*** Material for this exercise

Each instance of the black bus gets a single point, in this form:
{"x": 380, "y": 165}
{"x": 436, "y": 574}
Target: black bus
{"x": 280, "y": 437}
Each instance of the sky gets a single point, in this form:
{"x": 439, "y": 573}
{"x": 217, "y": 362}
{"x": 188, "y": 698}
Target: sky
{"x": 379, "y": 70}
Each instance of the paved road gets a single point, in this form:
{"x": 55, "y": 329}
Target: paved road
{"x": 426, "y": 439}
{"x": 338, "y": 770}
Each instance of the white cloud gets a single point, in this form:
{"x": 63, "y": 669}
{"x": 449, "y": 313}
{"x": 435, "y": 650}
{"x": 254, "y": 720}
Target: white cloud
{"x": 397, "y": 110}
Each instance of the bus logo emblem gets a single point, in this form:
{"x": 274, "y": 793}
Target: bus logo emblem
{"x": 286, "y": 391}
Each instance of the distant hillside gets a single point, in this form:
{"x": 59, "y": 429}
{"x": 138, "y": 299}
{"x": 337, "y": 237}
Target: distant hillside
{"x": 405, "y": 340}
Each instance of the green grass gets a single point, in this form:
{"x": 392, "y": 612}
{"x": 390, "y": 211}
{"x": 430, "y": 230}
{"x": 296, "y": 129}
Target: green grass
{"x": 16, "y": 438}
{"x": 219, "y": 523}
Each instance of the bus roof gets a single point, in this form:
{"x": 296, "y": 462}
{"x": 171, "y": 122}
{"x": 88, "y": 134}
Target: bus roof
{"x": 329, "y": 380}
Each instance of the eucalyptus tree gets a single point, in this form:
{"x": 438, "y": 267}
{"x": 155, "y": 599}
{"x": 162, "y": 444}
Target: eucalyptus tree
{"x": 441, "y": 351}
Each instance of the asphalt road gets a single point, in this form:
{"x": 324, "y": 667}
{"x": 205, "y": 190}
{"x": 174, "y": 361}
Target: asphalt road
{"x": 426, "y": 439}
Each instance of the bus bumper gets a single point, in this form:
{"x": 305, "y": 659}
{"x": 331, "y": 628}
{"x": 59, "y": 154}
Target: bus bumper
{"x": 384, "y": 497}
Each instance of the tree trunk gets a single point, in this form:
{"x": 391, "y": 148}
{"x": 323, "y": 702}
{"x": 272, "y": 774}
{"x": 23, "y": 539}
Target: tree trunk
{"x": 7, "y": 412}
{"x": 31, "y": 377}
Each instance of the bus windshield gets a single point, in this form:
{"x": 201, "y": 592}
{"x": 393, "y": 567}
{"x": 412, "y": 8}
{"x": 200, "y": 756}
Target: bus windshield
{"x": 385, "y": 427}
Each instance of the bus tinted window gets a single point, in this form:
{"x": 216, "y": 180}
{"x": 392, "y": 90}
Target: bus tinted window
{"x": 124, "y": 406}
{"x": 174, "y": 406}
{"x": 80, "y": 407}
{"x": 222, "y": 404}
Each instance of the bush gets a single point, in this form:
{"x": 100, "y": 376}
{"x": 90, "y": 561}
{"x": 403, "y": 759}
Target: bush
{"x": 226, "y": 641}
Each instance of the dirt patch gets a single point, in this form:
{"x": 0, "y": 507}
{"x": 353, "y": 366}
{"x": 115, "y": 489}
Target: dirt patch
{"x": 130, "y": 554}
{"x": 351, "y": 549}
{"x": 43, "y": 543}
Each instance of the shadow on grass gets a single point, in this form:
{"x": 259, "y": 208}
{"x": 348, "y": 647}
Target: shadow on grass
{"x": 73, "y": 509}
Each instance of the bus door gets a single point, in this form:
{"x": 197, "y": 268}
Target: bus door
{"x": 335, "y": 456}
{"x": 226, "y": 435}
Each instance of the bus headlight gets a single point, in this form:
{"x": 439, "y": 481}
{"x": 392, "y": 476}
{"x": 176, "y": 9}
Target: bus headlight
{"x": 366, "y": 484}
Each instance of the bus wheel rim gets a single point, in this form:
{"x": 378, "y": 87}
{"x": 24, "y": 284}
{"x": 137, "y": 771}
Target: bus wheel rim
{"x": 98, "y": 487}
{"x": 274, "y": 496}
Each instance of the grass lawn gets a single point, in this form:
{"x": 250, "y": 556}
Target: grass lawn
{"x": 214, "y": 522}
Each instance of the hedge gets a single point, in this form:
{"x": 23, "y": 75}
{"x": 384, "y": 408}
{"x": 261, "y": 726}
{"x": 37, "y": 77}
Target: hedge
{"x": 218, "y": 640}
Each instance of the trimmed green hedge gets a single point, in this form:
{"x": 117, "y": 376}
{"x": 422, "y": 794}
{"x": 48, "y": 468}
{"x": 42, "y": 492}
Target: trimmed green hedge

******

Stated task — Output all records verbatim.

Task response —
Each instance of the black bus gets a single point, in this form:
{"x": 380, "y": 165}
{"x": 436, "y": 574}
Target: black bus
{"x": 280, "y": 437}
Each instance of the sky gets a single point, in this form:
{"x": 439, "y": 573}
{"x": 217, "y": 362}
{"x": 188, "y": 698}
Target: sky
{"x": 379, "y": 70}
Each instance of the paved road gets a single point, in this form:
{"x": 55, "y": 329}
Target: paved road
{"x": 426, "y": 439}
{"x": 338, "y": 770}
Each instance of the white cloud gets a single point, in this form:
{"x": 63, "y": 669}
{"x": 449, "y": 313}
{"x": 435, "y": 650}
{"x": 254, "y": 720}
Target: white cloud
{"x": 397, "y": 110}
Each instance of the bus logo emblem gets a single point, in this form:
{"x": 274, "y": 793}
Target: bus logo emblem
{"x": 286, "y": 391}
Each instance of the distant hillside gets a single point, in this form:
{"x": 59, "y": 429}
{"x": 138, "y": 299}
{"x": 337, "y": 237}
Target: distant hillside
{"x": 405, "y": 340}
Each instance of the green grass gets a single point, in this form:
{"x": 392, "y": 612}
{"x": 390, "y": 211}
{"x": 430, "y": 230}
{"x": 296, "y": 129}
Target: green grass
{"x": 16, "y": 438}
{"x": 219, "y": 523}
Each instance of the bus roof gets a single point, in this form:
{"x": 296, "y": 462}
{"x": 171, "y": 122}
{"x": 88, "y": 134}
Target: bus roof
{"x": 329, "y": 380}
Each instance of the eucalyptus tree gets a single point, in this form:
{"x": 438, "y": 267}
{"x": 155, "y": 599}
{"x": 162, "y": 444}
Target: eucalyptus tree
{"x": 441, "y": 351}
Each instance of the asphalt road gets a single point, in this form:
{"x": 324, "y": 667}
{"x": 205, "y": 190}
{"x": 174, "y": 361}
Target: asphalt road
{"x": 426, "y": 439}
Each instance of the bus bumper gets a single point, in this form:
{"x": 305, "y": 659}
{"x": 331, "y": 628}
{"x": 59, "y": 154}
Target: bus bumper
{"x": 384, "y": 497}
Each instance of the tree trunk gets a single point, in this form:
{"x": 391, "y": 148}
{"x": 323, "y": 702}
{"x": 272, "y": 774}
{"x": 23, "y": 539}
Target: tree trunk
{"x": 7, "y": 412}
{"x": 31, "y": 377}
Each instance of the bus windshield gets a single point, in this form:
{"x": 201, "y": 592}
{"x": 393, "y": 567}
{"x": 412, "y": 8}
{"x": 200, "y": 756}
Target: bus windshield
{"x": 385, "y": 427}
Each instance of the bus tinted window gets a single point, in this form:
{"x": 216, "y": 180}
{"x": 392, "y": 90}
Target: bus tinted window
{"x": 124, "y": 406}
{"x": 174, "y": 406}
{"x": 80, "y": 407}
{"x": 222, "y": 404}
Each instance of the bush gets a single point, in this form:
{"x": 100, "y": 376}
{"x": 90, "y": 561}
{"x": 403, "y": 759}
Target: bush
{"x": 226, "y": 641}
Each instance of the dirt patch gets a single point, in this form:
{"x": 0, "y": 507}
{"x": 353, "y": 366}
{"x": 115, "y": 489}
Target: dirt patch
{"x": 130, "y": 554}
{"x": 351, "y": 549}
{"x": 43, "y": 543}
Each instance of the shadow on grass gets a single point, in this form:
{"x": 259, "y": 208}
{"x": 348, "y": 647}
Target: shadow on grass
{"x": 73, "y": 509}
Each instance of the bus door gets a single point, in this form:
{"x": 197, "y": 268}
Target: bus door
{"x": 335, "y": 456}
{"x": 226, "y": 435}
Each instance of the bus headlight gets a single point, in this form:
{"x": 439, "y": 481}
{"x": 392, "y": 476}
{"x": 176, "y": 9}
Target: bus headlight
{"x": 366, "y": 484}
Each instance of the bus wheel rim gets a single point, in this form:
{"x": 378, "y": 87}
{"x": 24, "y": 284}
{"x": 137, "y": 771}
Target: bus wheel rim
{"x": 98, "y": 487}
{"x": 274, "y": 496}
Each instance of the grass lawn gets a single point, in this form:
{"x": 250, "y": 556}
Target: grass lawn
{"x": 214, "y": 522}
Each instance of the hedge gets a single point, in this form:
{"x": 23, "y": 75}
{"x": 384, "y": 408}
{"x": 261, "y": 726}
{"x": 37, "y": 77}
Target: hedge
{"x": 218, "y": 640}
Each instance of the trimmed green hedge gets a single point, in this form:
{"x": 117, "y": 376}
{"x": 422, "y": 794}
{"x": 48, "y": 468}
{"x": 42, "y": 492}
Target: trimmed green hedge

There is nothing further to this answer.